Recorded data
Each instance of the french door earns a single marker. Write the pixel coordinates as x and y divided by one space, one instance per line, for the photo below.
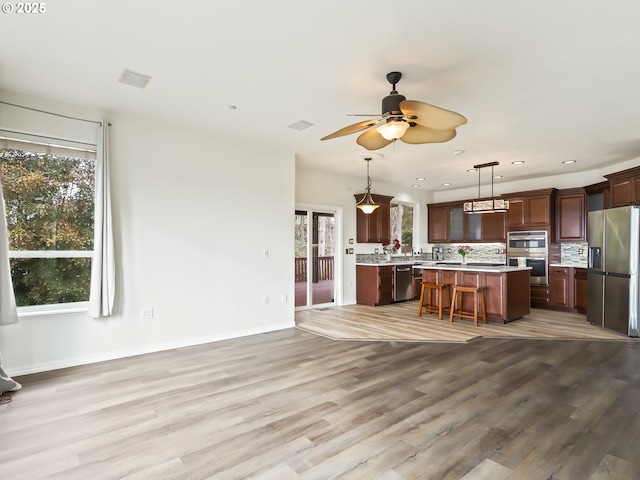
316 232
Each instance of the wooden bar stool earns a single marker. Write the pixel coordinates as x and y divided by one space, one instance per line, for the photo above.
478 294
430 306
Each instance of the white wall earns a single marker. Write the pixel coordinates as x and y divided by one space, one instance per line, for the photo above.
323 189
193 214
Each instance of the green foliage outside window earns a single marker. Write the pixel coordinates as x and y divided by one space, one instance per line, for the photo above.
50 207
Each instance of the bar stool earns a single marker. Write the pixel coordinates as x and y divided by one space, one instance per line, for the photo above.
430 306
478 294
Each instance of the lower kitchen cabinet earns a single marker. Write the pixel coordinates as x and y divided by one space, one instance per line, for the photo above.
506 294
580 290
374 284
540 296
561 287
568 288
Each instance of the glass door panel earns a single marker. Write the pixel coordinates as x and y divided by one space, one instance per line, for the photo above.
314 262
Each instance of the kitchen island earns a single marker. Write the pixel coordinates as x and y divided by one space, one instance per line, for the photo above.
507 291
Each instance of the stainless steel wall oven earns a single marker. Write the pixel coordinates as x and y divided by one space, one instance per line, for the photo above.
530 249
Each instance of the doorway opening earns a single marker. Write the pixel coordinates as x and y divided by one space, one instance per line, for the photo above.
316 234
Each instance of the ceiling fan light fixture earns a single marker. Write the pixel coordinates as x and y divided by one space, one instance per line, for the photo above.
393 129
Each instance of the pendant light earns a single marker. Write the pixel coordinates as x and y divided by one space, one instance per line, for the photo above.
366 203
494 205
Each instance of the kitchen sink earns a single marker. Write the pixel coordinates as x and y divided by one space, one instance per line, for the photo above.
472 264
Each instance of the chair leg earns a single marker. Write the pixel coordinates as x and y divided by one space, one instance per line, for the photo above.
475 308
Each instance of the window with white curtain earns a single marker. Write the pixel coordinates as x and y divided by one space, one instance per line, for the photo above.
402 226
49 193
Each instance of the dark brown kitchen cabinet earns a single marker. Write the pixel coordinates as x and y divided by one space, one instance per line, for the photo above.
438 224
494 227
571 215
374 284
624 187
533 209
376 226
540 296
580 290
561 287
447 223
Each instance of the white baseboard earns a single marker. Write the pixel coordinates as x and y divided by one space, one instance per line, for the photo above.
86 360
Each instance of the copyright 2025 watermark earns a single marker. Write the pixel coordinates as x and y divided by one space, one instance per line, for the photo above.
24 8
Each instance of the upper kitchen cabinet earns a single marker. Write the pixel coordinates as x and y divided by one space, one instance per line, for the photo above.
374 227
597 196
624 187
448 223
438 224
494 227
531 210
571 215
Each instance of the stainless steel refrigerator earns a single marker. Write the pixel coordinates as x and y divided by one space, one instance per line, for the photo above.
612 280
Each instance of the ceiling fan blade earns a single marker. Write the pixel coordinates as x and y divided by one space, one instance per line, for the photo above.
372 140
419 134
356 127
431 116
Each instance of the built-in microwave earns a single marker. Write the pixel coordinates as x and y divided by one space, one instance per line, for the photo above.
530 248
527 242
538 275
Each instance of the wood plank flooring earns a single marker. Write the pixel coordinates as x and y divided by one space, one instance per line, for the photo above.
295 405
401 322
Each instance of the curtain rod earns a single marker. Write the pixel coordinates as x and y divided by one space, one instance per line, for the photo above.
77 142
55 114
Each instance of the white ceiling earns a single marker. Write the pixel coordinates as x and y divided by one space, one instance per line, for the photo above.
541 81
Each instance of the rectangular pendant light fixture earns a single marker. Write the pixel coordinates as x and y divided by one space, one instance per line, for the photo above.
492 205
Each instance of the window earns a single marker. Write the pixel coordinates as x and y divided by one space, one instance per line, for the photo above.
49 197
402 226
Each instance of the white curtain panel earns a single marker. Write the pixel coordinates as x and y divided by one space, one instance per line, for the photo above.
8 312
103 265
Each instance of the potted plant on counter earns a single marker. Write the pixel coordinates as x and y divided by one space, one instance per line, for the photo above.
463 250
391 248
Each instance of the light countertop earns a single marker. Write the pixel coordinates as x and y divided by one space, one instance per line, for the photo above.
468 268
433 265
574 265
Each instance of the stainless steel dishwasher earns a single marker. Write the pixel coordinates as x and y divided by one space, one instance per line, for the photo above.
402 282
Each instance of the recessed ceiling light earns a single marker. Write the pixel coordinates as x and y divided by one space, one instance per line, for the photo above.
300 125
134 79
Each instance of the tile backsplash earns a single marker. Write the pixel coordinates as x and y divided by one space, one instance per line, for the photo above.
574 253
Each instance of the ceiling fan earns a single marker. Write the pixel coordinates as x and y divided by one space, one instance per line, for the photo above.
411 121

**WORK TO COMPLETE**
Pictures stay out; copy every entry above exactly.

**RESULT OF THE TASK**
Each instance of the french door earns a single marker. Write the pixel coordinates as x and y divided by one space, one instance per line, for the photo below.
316 232
Each instance of the wooden bar stool earns a single marker. Write the pixel coordinates as x and y divided by one space, one instance per line, for the photo above.
478 294
430 306
Each instance of the white wall earns a single marker. Write the pixel coordinates as x and y divided by one space, one instance per line, for the photo above.
323 189
193 214
Each instance of the green foliage outside window earns a single marker. Write the pixel coordinates as x and y divided by one space, one instance per line, for the photo above.
50 207
Each instance of the bar stool earns a single marker. Write the pixel coordinates as x and y divided by one space, one instance per line, for the photo above.
430 306
478 294
Each instance of the lower kitchen cabinet earns a single marker. Write the pixel coordinates as x and y divided by one space, one instance per line, for the photo above.
506 294
580 290
374 284
540 296
561 287
568 288
Each instance of the glass door panel earns a single marker. Write the pixel coordinates as x and y divided by one space, one instance per line, for the photo above.
314 262
Each instance of the kitchen island earns a single marker. Write the pixel coordinates as x and y divided by one space, one instance per line, for the photo above.
507 291
Each instance of the stainless steel wall oven earns a single marker. Write the pixel coordinates as x and y divided by one space, one instance per line, for the photo above.
530 249
Each instance of the doorway opening earns a single marker. Write the pixel coordinates as x and y divided by one space, one instance per line, for the photo above.
316 234
Each instance of the ceiling fan light fixture earns a single marker. Write the pixel coordinates as x and y divided by one space, one instance per line, for the photo above.
393 129
Each instance of the pendant light earns a single marker. Write the pixel coordinates as x and y divided by one space, one instance per line, for the photo above.
366 203
494 205
Each instance of the kitchen sink earns a single marker. Write the pixel coordinates as x and y divided by one space, one instance per line, for the photo above.
472 264
Each instance of the chair leg earns a single marker. Write the pixel coordinates as x and y divided by one space, one instance per line, for the photo above.
475 308
Each instance of the window with white curtain earns a single marker. Write the pixel coordinates as x and y divided by one space, one instance per line, for the photo above.
402 226
49 193
Each instance of the dark brown kitchen cabinet earns a single marker. Write the pixel coordinates as x and y divided by one space, one instance per line, for the photo above.
438 224
494 227
571 215
374 284
624 187
533 209
376 226
540 296
580 290
561 287
447 223
Each instance of the white baseboard earns a single marker. Write the pixel coordinates as x and y divided by one space, one instance per line, for the photo above.
86 360
Each instance of the copyright 2025 watermark earns a single marker. Write the pixel coordinates as x and y divided by one space, one instance per line, for the photo above.
24 8
Each instance of the upper kitchen cabinet earns a single marker. Write the pixel coordinates as x and y divided by one space, one instance per line, for the photo above.
374 227
597 196
624 187
448 223
438 224
494 227
531 210
571 215
Each instance of the stainless steel refrigerator earns a single marker. Write the pixel coordinates as x and y divided by one space, one instance per line, for the photo above.
612 280
Each instance of the ceiling fan blade earns a single marker. Write the pixel coordinates as x and y divided by one space, one instance per line, for the photo above.
372 140
419 134
356 127
431 116
Each instance of the built-in microwave earns a single marker. Write the pixel coordinates as x and y divided by one space, one instance per line, for the photo above.
530 248
527 242
538 275
Each instance of the wood plank flooring earns a single marker. Write the pixel coordinates as x and y divided by one space, one instance per line, for the photo above.
295 405
401 322
Each instance of the curtain rod earns a single marker. Write the pixel coordinates as x and y divided by one space, one instance per line, for the photo above.
77 142
55 114
Each instance of the white ceiling earns a single marker. Write the pixel coordinates as x and y divided by one space, one instance per line, for the photo above.
541 81
Each instance of the rectangular pendant light fixture earns a single marker. Write the pixel coordinates as x and y divided by one space, one instance per line, for the photo above.
492 205
Each instance of the window earns a single marker. Write the pixel coordinates as x and y divided by one space, one instance per line, for the photo above.
49 197
402 226
Each instance of the white curtain panel earns a single marker. Write the pixel coordinates as x and y divided by one space, one instance per line, for the photo above.
8 312
103 265
Each instance of the potted plant on counter earns a single marker. Write the pixel coordinates as x and y divided by one space, one instance per line, for the photo above.
463 250
391 248
Each instance of the light countertop earns a single marker. Write the pixel coordinates as x and y divided by one space, one instance per line, for the photo above.
468 268
433 265
574 265
Each instance of the stainless steel dishwasher earns a single marker. Write the pixel coordinates as x and y divided by one space, one instance per line, for the photo above.
402 282
Each instance of the recessed ceiling light earns a single marker. Write the pixel coordinates as x and y divided by one space, one instance per line, for the photo above.
300 125
134 79
Each instance of the tile backsplash earns a single marker. Write the pixel coordinates as x and y divided by one space, one instance per line, for the photo above.
574 253
Each instance of the ceiling fan earns a single marker. Write the pixel coordinates as x and y divided by one space, one instance per line, for the photo above.
411 121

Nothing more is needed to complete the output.